▸ What needs to be done
Could you put the lines below into a JSON list of strings, one string per line and no blank lines? Leave the pictures out of your answer.

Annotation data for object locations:
>> START
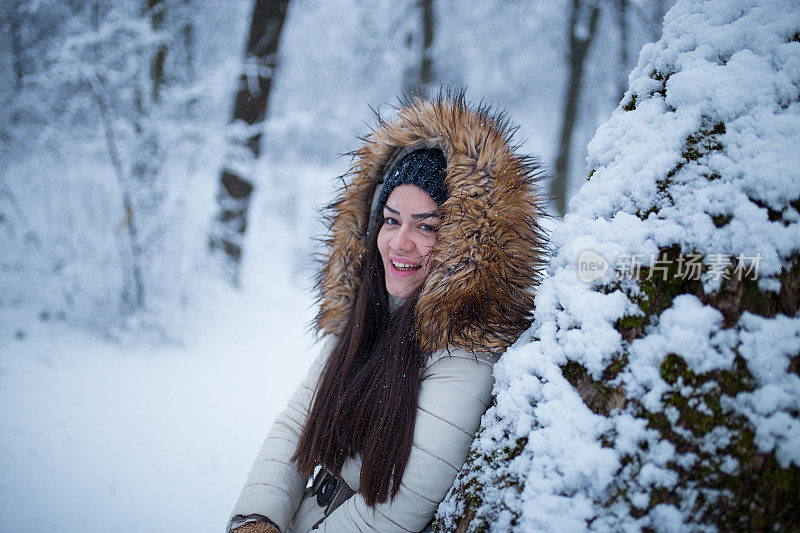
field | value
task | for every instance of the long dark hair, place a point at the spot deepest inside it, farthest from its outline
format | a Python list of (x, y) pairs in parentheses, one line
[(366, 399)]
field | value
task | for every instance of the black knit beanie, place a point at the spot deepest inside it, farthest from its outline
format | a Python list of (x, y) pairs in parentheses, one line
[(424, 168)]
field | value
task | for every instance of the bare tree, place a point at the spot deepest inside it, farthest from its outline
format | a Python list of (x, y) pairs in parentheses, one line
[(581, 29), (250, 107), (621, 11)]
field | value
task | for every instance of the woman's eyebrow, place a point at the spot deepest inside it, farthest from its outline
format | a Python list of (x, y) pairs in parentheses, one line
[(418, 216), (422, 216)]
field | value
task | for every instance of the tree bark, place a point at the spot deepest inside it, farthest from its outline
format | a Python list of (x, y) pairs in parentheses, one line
>> END
▸ Response
[
  "field | value",
  "task | for every instance of the long dark hair, place a point at the spot deepest inside it, farthest from its outline",
  "format | a Python list of (x, y) pairs in parentheses, one line",
  "[(366, 399)]",
  "field | value",
  "task | for every instance of the black knit beanie, place a point at the spot deepest inside it, farthest from its outline",
  "format | a Python list of (x, y) pairs in parentheses, one line",
  "[(424, 168)]",
  "field | value",
  "task | for every instance of the bare tree, place a point at the spot deepest inside it, farthest from its outline",
  "format | a Python list of (x, y) pairs in parentheses, one line",
  "[(581, 29), (250, 107), (621, 11)]",
  "field | value",
  "task | for every instance of the woman's eyebrow, place a point at the spot deepest inside it, farthest from its outline",
  "format | a Python list of (x, y) pairs in parentheses, one line",
  "[(418, 216), (422, 216)]",
  "field | value",
  "task | for every instance of the tree bark, place a point at the spot deepest inside it, farthest from its outline",
  "format | a Python list of (x, y) pairs in parentheses, one line"
]